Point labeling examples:
_ _ _ _ _

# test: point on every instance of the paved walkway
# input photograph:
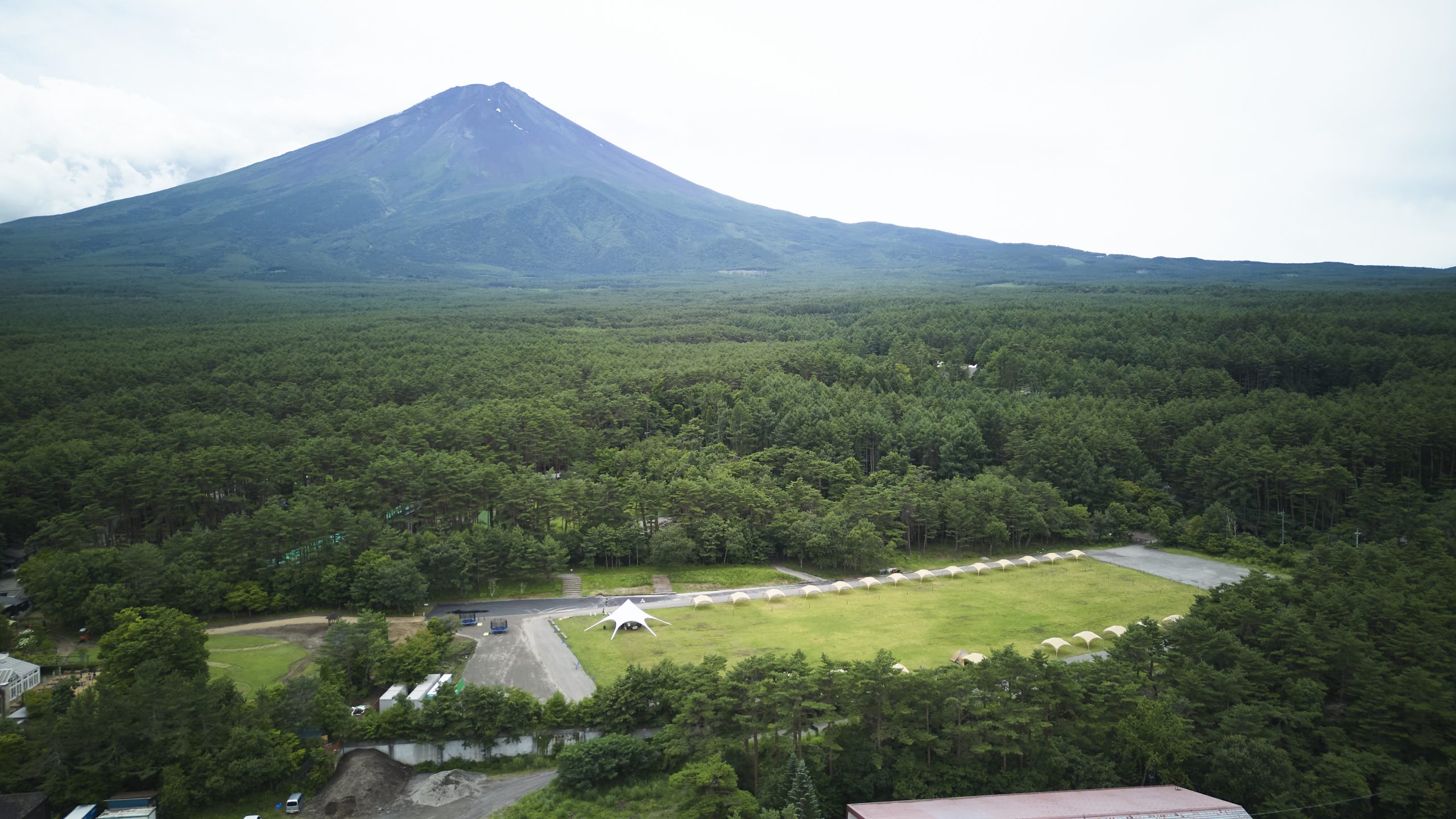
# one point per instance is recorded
(1184, 569)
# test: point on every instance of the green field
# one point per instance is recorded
(253, 662)
(921, 623)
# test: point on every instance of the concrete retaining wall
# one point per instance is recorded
(417, 752)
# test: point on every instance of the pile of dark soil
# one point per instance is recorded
(365, 781)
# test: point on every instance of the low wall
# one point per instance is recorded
(417, 752)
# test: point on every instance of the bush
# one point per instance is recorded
(605, 761)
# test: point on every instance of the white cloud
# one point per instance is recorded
(1283, 130)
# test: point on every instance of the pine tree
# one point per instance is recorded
(801, 792)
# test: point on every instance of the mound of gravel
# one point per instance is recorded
(446, 787)
(365, 781)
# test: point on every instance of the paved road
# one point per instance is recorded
(1184, 569)
(531, 656)
(800, 574)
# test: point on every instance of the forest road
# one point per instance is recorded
(531, 656)
(1184, 569)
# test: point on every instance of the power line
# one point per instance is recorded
(1321, 805)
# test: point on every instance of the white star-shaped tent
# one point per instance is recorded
(625, 614)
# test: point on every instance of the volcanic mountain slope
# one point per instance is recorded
(487, 181)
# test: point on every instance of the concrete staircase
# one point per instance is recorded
(570, 585)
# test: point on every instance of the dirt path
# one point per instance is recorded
(1184, 569)
(500, 793)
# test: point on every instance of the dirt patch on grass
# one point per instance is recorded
(365, 783)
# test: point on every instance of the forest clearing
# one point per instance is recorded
(919, 623)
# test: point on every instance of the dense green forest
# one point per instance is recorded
(383, 446)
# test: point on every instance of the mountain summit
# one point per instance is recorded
(484, 181)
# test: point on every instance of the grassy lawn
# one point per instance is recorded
(921, 623)
(638, 579)
(253, 662)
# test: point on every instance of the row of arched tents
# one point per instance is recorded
(1057, 644)
(922, 574)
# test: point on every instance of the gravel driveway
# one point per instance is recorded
(1184, 569)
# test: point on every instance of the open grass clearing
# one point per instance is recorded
(253, 660)
(921, 623)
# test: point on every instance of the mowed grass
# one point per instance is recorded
(253, 662)
(638, 579)
(919, 623)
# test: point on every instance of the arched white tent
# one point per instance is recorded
(625, 614)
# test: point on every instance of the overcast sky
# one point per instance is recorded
(1261, 130)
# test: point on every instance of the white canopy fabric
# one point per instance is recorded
(625, 614)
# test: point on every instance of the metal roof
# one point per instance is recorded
(1156, 802)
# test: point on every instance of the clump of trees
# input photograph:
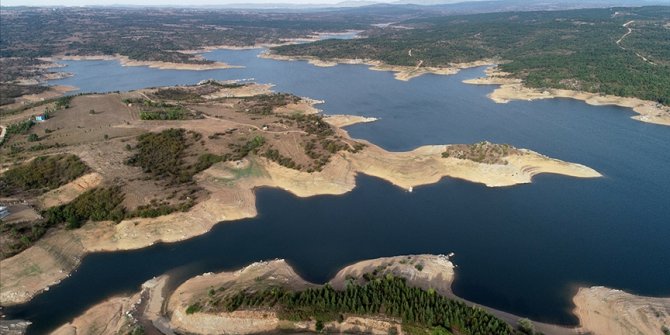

_ _ _ _ _

- **WHAT YOU HAVE TO DO**:
Recast all of the records above as a numbered list of their lines, skipping any blank lines and leaving the pictures out.

- **OUTPUT OF THE TASK**:
1. # test: point on every instance of the paved walkway
2. # input photograph:
3. # one point per instance is recorded
4. (1184, 569)
5. # test: point on every instance of the green field
6. # one point per instance is recorded
7. (253, 662)
8. (921, 623)
9. # test: point on every instance of the concrete retaining wall
10. # one point per instance is recorded
11. (417, 752)
12. # test: point on every instance of the pile of dark soil
13. # one point per instance is recorded
14. (365, 781)
15. # test: point on every instance of the low wall
16. # one point per instance is recorded
17. (417, 752)
18. # test: point on every instance of the bush
19. # one point per instance is recorded
20. (605, 761)
21. # test: point on every instance of the white cloud
22. # one point per instance is recorded
23. (1283, 130)
24. # test: point on every instance of the pine tree
25. # one point per instance is recorded
26. (801, 792)
27. # test: point on every instance of the mound of gravel
28. # one point per instance is recorded
29. (446, 787)
30. (365, 781)
31. # test: point on every instance of the paved road
32. # one point per instance is recorded
33. (1184, 569)
34. (531, 656)
35. (800, 574)
36. # test: point on every instance of the forest road
37. # one point per instance is recorded
38. (531, 656)
39. (1184, 569)
40. # test: point on every instance of the power line
41. # one point per instance is recorded
42. (1321, 805)
43. # test: point on every instance of the white star-shaped tent
44. # one point per instance is recorded
45. (625, 614)
46. # test: point on every instance of the volcanic mountain slope
47. # one point per instance is recorded
48. (487, 181)
49. # test: point on every instance of the concrete staircase
50. # one point per instance is recorded
51. (570, 585)
52. # test: point on every instance of the dirt path
53. # one point per instance is recorded
54. (1184, 569)
55. (500, 793)
56. # test: point on every instance of the dirt patch on grass
57. # one point per instance is recorded
58. (365, 783)
59. # test: point on every instance of the forest clearing
60. # one point per instance is recorded
61. (919, 623)
62. # test: point on every instance of the dense green forest
63. # one point per instance is recorded
64. (383, 446)
65. # test: point on every instance of the mountain summit
66. # one point per instance is recorded
67. (484, 181)
68. # test: point on every instance of the grassy lawn
69. # one point per instance is recorded
70. (921, 623)
71. (638, 579)
72. (253, 662)
73. # test: point on every instance of the row of arched tents
74. # one point per instance is recorded
75. (1057, 644)
76. (922, 574)
77. # test: point on every instance of the gravel driveway
78. # one point per instance is recorded
79. (1184, 569)
80. # test: point on every instance of the open grass clearing
81. # one point per instance is recorded
82. (253, 660)
83. (921, 623)
84. # test: point on every instance of the mowed grass
85. # one point per instance is recorded
86. (253, 662)
87. (638, 579)
88. (919, 623)
89. # test: point on every instance of the arched white tent
90. # one point per instance is recorded
91. (625, 614)
92. # test: point on every instance of the overcast sky
93. # one point per instance is recorded
94. (1261, 130)
95. # test: point on every instance of the white canopy fabric
96. # one point per instance is recorded
97. (625, 614)
98. # test: point on every instance of the metal roof
99. # one point per instance is recorded
100. (1156, 802)
101. # test: point on every instance of the clump of trees
102. # input photograph:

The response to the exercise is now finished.